=== Objetivo 1 ===
Localice y copie cada línea de los registros que contenga la cadena "cluster". Tenga en cuenta que se distingue entre mayúsculas y minúsculas.

=== Fragmento ===

Seis. Presencia y autorreferencia

¿Qué poesía escénica debemos hacer en estos tiempos? La poesía ha buscado cantar y presentar en la escena este tiempo oscuro, levantando el velo que oculta lo que precisa cambiarse y ser cantado, para que sea visible a lo ojos del espectador que se entrega y que se hace poeta al participar en ella. Y lo hace bajo la voluntad de hacer poeta al lector y al público. Lo ha hecho, también, soslayando o esquivando la representación, para presentar la presencia del otro que es el poeta, al elaborar el canto del sí mismo: “I celebrate myself, and sing myself ”: “Me canto y me celebro a mí mismo”, dice Whitman. “Nel mezzo del cammin di nostra vita!” / mi ritrovai per una selva oscura / ché la diritta via era smarrita”, dice Dante al inicio de su Comedia.

En el teatro y la literatura se juega con el sí mismo como autorreferencia para escapar a las trampas de la representación. La literatura, que aspira a ser poesía escénica y se inventa inspirada sobre la teatralidad del sí mismo, tantea la imaginación literaria en busca de la esquiva frontera que une al arte con la vida, para acercarse a la vida propia en la escena teatral. Es una poesía que trabaja su invención entre el presentar y el representar, entre la ficción y lo teatral cotidiano o el teatro de la vida o el sueño de la vida que se agita en la escena. Un trabajo poetizador que explora la delgada línea entre la vida y la ficción, que husmea y sobre esa línea fronteriza entre la invención y lo vivido hace tambalear al poeta que lo inventa y al público que se hace poeta al reinventarlo desde su lugar de espectador, desde la imagen que él, en cuanto público, inventa.

El deseo de inventar la metáfora escénica de la subjetividad personal animaría a la invención poética literaria, que aspira o sueña con la escena teatral, al juego de la autorreferencia. El primer Stanislavsky se propuso extraer de su memoria emotiva la psicología, las emociones y memorias que dieron vida a los personajes que interpretó: le dio pedazos de su sí mismo a sus personajes. En su composición, y en la vitalidad virtual de su goce y su reinvención por el espectador imaginario, un teatro y una literatura de la autorreferencia hacen una especie de inversión del proceder stanislavskiano, un desvío del uso artístico del sí mismo que prescribe el primer Stanislavsky a sus actores. La autorreferencia no usa el sí mismo para representar o presentar a otro, sino al mito del sí mismo: de mí mismo, la alucinación del yo, de la propia subjetividad. Es decir: se emplea la memoria personal para inventar el personaje que el o la poeta imaginarían ser. Algo parecido a lo que dibuja la célebre expresión freudiana: la novela familiar del neurótico. Aunque, en rigor, esto no tiene importancia literaria alguna, más allá de proclamar el deseo de inscribir el trabajo de la escritura de aspiraciones poéticas en la presentación, con la ilusión de esquivar así las trampas y servidumbres a que está sometida hoy, en la sociedad del espectáculo, la invención poética. Lo realmente importante sería que una escritura autorreferenciada, sea literaria o escénica, por su ritmo y su fuerza propias, por su poesía, atrape e interese poéticamente al lector o al espectador. La novela familiar se utiliza como fuente de la psicosis dramatúrgica o novela teatral del poeta o el autor dramático convertido en personaje de sí mismo. En la autorreferencia la mano que sostiene la pluma se mueve inicialmente a la escritura desde allí, desde la elección de episodios del mundo familiar, de la novela familiar que puedan ser convertidos en episodios de la vida del otro que el actor o la actriz es: su monstruo secreto: yo es otro. Varias de las más leídas novelas de iniciación y aprendizaje (El retrato del artista adolescente; Tonio Kröger; Las tribulaciones del estudiante Törless) son creadas a partir de un gesto parecido a ese giro o inversión del proceso stanislavskiano de dar vida al personaje.

=== Datos del ejercicio ===
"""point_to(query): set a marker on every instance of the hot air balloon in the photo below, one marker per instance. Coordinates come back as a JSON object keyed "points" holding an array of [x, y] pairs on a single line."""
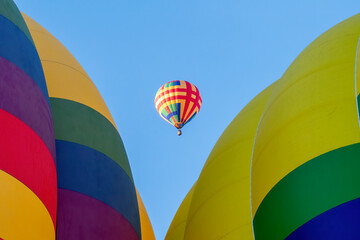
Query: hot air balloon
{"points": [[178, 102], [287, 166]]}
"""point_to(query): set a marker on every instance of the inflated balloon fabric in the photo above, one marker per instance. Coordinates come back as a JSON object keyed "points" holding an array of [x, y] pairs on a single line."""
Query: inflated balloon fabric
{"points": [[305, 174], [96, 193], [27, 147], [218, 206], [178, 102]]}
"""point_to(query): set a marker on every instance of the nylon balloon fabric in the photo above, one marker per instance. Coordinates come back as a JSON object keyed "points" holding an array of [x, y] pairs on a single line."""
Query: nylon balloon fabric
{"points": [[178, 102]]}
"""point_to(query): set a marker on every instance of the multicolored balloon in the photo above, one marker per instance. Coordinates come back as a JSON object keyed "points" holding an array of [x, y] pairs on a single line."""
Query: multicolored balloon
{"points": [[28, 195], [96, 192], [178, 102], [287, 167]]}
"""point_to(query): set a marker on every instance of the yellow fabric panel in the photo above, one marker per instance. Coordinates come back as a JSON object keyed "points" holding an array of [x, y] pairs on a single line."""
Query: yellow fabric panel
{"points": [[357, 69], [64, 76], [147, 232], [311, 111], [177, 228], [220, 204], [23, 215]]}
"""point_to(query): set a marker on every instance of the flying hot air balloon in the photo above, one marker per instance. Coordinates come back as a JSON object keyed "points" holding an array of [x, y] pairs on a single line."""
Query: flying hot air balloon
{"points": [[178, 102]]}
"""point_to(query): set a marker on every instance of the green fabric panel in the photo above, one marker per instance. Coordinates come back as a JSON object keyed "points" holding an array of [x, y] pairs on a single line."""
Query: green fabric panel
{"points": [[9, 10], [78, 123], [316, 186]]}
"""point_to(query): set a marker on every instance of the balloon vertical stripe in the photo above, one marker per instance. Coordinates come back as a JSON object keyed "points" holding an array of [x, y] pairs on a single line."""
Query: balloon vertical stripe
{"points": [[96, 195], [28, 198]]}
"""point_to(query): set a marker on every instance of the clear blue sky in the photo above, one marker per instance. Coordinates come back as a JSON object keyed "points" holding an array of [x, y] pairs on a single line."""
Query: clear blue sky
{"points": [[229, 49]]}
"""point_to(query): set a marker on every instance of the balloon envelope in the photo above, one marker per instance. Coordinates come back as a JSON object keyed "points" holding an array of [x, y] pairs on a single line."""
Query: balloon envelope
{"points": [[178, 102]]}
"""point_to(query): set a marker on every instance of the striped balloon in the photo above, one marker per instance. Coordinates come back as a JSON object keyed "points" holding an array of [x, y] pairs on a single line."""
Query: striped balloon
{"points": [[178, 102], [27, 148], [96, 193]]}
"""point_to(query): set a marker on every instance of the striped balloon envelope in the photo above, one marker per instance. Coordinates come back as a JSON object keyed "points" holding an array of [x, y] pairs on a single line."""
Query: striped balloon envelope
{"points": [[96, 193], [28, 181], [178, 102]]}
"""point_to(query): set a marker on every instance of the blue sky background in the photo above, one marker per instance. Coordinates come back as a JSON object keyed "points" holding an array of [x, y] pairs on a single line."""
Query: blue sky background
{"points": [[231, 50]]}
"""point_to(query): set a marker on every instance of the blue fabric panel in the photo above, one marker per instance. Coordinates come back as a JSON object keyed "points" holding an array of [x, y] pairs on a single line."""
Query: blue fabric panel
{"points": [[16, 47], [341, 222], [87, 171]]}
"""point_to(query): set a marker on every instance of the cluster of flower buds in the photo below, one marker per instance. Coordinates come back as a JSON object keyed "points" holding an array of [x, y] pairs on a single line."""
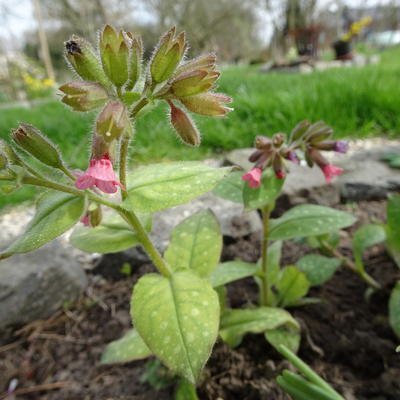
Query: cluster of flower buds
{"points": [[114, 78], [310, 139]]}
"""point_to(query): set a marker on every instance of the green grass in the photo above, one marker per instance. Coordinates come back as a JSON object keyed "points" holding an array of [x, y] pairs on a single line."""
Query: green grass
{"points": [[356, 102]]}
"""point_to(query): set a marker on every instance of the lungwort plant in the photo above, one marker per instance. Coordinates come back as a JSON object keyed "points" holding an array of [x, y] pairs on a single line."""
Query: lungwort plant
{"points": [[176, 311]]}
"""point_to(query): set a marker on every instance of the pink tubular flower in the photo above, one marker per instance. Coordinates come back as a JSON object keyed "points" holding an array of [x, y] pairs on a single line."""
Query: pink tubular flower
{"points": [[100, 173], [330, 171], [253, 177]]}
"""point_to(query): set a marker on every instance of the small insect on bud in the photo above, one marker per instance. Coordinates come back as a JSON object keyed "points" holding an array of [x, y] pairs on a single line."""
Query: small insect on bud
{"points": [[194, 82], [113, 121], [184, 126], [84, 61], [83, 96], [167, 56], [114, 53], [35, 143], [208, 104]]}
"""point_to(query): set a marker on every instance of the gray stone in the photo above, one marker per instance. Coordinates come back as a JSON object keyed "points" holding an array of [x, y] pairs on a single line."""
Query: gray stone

=== Objetivo 2 ===
Según el fragmento sobre la autorreferencia, ¿qué extrajo de su memoria emotiva el primer Stanislavsky?

=== Respuesta correcta 1 ===
"""point_to(query): set a marker on every instance of the cluster of flower buds in the photo below, one marker per instance. Coordinates come back as a JSON object keyed "points" holding an array of [x, y] pairs on a single line."""
Query: cluster of flower buds

=== Respuesta correcta 2 ===
La psicología, las emociones y las memorias que dieron vida a los personajes que interpretó.